▶ DOCUMENT PASSAGE
-------

3. Love his “sandwich short of a picnic” and “best thing since sliced bread” comments — in the same sentence!! That takes some serious skills.
4. I heard the “take it, girl” comment too, but I was in such disbelief that I phsyically was unable to rewind it to confirm.
5. Loving Holly and Noel. Also the adorable meep girl. Hoping one of them goes all the way.
6. Such a hose job — the purposely set up Marsh with a girl Maht really likes on the double date next week for a good, non-racist excuse to send Marsh home. Not that I’m a huge fan or anything, but I’m also not crazy about veiled semi-racist rejections.
7. I know everyone hates Robin but I think she’s funny. She sometimes get the crazy eyes but otherwise I think she’s pretty. And she reminds me SO MUCH of someone I can’t put my finger on. I must like this mystery person for some reason because I don’t get a horrible feeling about Robin. She will probably prove to be too aggressive and nutty in time, but for now I like her.
8. Lincee, the “What the Crap” moment was one of your finest!! Keep up the good work, girl.
9. CHRIS HARRISON: If you read this, 1.) You are awesome and I also like your teeth! and 2.) Can you please, please, PLEASE tell abc.com that they should list “The Bachelor” under the B’s and NOT the T’s (for “the”) in the list of online shows? It drives me crazy! And the first time I went to watch the show online I almost didn’t bother scrolling down because who the hell would list it under the T’s? Basic rules of alphabetization, people!
Okay folks, I now need to go engage in an intensive 8 hours of reverse brain washing to wipe out any erroneous desires to watch a crapflick like “Made of Honor.” Thanks for playing!
One sandwich short of a picnic–you are so right about abc.com putting The Bachelor under T. I had to look a couple times before I sall it.
#51 – Sorry. Speech therapy will not help Shayne. Speech therapy can’t “fix” dumb.
(I’m a speech therapist.)
Did anyone see that Andy Baldwin is dating Marla Maples (Trump)? OOOF!
#60 Laura – thanks for the Holly link. Does it bother anyone else that she calls herself a “children’s book author” when she has only written two short books that haven’t even been published??? No no. You don’t get to call yourself that yet. Go by some other moniker. Like “Spray Tan Machine Owner”. I’m just sayin…
So…..Holly is as much of a children’s book author as Shayne is an actress. Interesting.

-------

Free-text descriptions of objects:
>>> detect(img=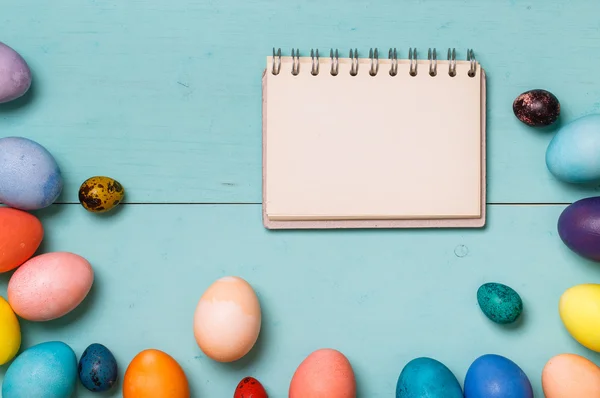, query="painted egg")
[194,276,262,362]
[513,89,560,127]
[0,207,44,273]
[558,283,600,352]
[0,137,64,210]
[396,357,463,398]
[8,252,94,321]
[0,297,21,366]
[79,176,125,213]
[123,349,190,398]
[0,42,31,104]
[464,354,533,398]
[77,344,119,392]
[546,114,600,183]
[542,354,600,398]
[2,341,77,398]
[477,282,523,324]
[289,348,356,398]
[558,196,600,261]
[233,377,269,398]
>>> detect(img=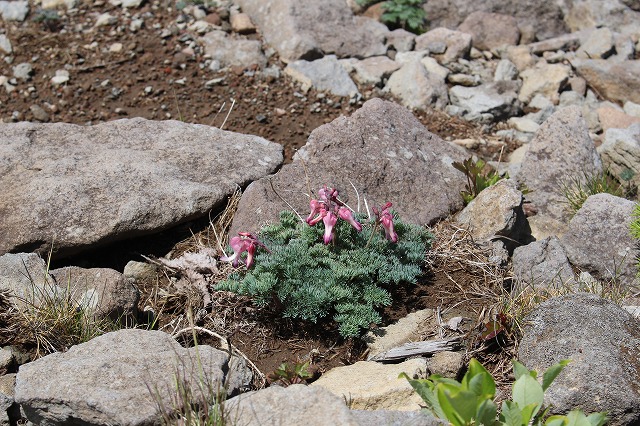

-------

Retype the part of the Bachelor comment thread between "5. Loving Holly" and "veiled semi-racist rejections.", inclusive. The records are separate material, apart from the text.

▶ OUTPUT
5. Loving Holly and Noel. Also the adorable meep girl. Hoping one of them goes all the way.
6. Such a hose job — the purposely set up Marsh with a girl Maht really likes on the double date next week for a good, non-racist excuse to send Marsh home. Not that I’m a huge fan or anything, but I’m also not crazy about veiled semi-racist rejections.